Nothing in the records should be altered; retype them all exactly.

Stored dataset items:

◆ ◆ ◆ ◆

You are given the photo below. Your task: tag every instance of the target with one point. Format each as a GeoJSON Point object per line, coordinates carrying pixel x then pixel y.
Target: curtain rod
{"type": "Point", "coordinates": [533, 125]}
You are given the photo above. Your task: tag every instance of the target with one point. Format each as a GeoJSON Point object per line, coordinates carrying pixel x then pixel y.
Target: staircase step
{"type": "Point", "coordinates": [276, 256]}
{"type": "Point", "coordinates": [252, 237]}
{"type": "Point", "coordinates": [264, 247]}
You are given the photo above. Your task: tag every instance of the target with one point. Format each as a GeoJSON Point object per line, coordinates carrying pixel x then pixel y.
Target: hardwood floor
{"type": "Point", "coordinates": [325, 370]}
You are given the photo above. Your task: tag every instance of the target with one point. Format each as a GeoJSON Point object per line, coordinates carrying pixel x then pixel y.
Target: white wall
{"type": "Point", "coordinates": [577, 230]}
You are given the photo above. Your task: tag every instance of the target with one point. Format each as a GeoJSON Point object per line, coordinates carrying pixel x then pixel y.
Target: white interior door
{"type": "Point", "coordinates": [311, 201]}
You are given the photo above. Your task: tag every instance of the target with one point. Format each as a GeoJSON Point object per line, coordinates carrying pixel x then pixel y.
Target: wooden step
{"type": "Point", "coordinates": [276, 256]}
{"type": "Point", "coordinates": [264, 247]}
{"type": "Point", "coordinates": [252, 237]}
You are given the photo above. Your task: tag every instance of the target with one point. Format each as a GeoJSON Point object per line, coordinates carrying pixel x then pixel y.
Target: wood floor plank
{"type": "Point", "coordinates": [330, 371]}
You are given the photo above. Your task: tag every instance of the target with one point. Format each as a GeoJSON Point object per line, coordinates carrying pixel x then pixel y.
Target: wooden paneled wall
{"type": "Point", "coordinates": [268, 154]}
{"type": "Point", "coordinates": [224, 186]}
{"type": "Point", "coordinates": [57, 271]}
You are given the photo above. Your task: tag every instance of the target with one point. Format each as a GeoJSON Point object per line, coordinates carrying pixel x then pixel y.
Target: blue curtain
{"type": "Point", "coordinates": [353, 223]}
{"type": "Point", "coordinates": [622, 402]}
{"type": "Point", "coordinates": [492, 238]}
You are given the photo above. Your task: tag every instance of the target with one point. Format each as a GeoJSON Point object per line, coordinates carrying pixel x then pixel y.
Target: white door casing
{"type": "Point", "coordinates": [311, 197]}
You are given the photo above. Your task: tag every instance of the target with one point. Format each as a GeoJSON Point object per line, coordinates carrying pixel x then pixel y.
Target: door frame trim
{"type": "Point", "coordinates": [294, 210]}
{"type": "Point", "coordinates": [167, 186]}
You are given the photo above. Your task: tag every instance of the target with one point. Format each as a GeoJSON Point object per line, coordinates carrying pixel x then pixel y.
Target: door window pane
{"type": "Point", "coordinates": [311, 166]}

◆ ◆ ◆ ◆

**Exercise solution**.
You are given the photo below. Your task: tag every instance of the target with one point. Format each as a GeoJSON Point object per line, coordinates carrying pixel x then pixel y.
Target: curtain rod
{"type": "Point", "coordinates": [533, 125]}
You are given the photo above. Your task: tag every instance of the target with one point. Format each as a GeoJSON Point object per line, coordinates carrying pixel x then pixel y.
Target: staircase step
{"type": "Point", "coordinates": [276, 256]}
{"type": "Point", "coordinates": [252, 237]}
{"type": "Point", "coordinates": [264, 247]}
You are given the photo above. Your task: tag every instance of the target with one point. Format each as a GeoJSON Point object per line, coordinates carrying pixel x then pixel y.
Target: hardwood floor
{"type": "Point", "coordinates": [325, 370]}
You are given the photo above. Your task: tag every instance of the target with one point. Format each as a GeoJSON Point object per line, coordinates carrying pixel x then pixel y.
Target: white wall
{"type": "Point", "coordinates": [577, 230]}
You are given the photo above. Your task: tag every instance of the target with one point. Format each as a GeoJSON Point object per line, coordinates carrying pixel x then pixel y.
Target: white interior door
{"type": "Point", "coordinates": [311, 201]}
You are given the photo above. Your task: tag every instance of the target with one point. Format each as a GeoJSON Point object per line, coordinates carrying pixel x then pixel y.
Target: wooden step
{"type": "Point", "coordinates": [276, 256]}
{"type": "Point", "coordinates": [264, 247]}
{"type": "Point", "coordinates": [252, 237]}
You are given the photo above. Your task: tag every instance of the target with one point. Format each as a GeoJSON Point object per line, coordinates carrying pixel x then pixel y.
Target: wood floor plank
{"type": "Point", "coordinates": [330, 371]}
You are given the photo above. Your task: tag every instance of the target with one point. Format each as a GeoJSON Point object per line, coordinates carrying pixel x then pixel y.
Target: wooden paneled wall
{"type": "Point", "coordinates": [268, 154]}
{"type": "Point", "coordinates": [224, 186]}
{"type": "Point", "coordinates": [57, 271]}
You are given the photo above. Your task: tag every instance of the target with one point. Format each as a GeoJSON Point object per line, coordinates carrying pixel x then pixel y.
Target: blue curtain
{"type": "Point", "coordinates": [353, 223]}
{"type": "Point", "coordinates": [622, 402]}
{"type": "Point", "coordinates": [492, 238]}
You are given the photo above. Your task: tag every instance of the target with one point. Format each as a GeoJSON Point object per line, coordinates carrying pixel x then pixel y.
Target: white door casing
{"type": "Point", "coordinates": [311, 197]}
You are given the photo above. Your task: tag every instance of the target with one point. Format each as a GeoJSON Point object per line, coordinates carrying pixel x then pixel y.
Target: door frame trim
{"type": "Point", "coordinates": [294, 210]}
{"type": "Point", "coordinates": [167, 186]}
You are given the photo above. Your task: tag every instance of the target with one point. Format each as a GeoJSON Point object per line, coordinates carrying pixel x then pixel y.
Target: door window pane
{"type": "Point", "coordinates": [311, 166]}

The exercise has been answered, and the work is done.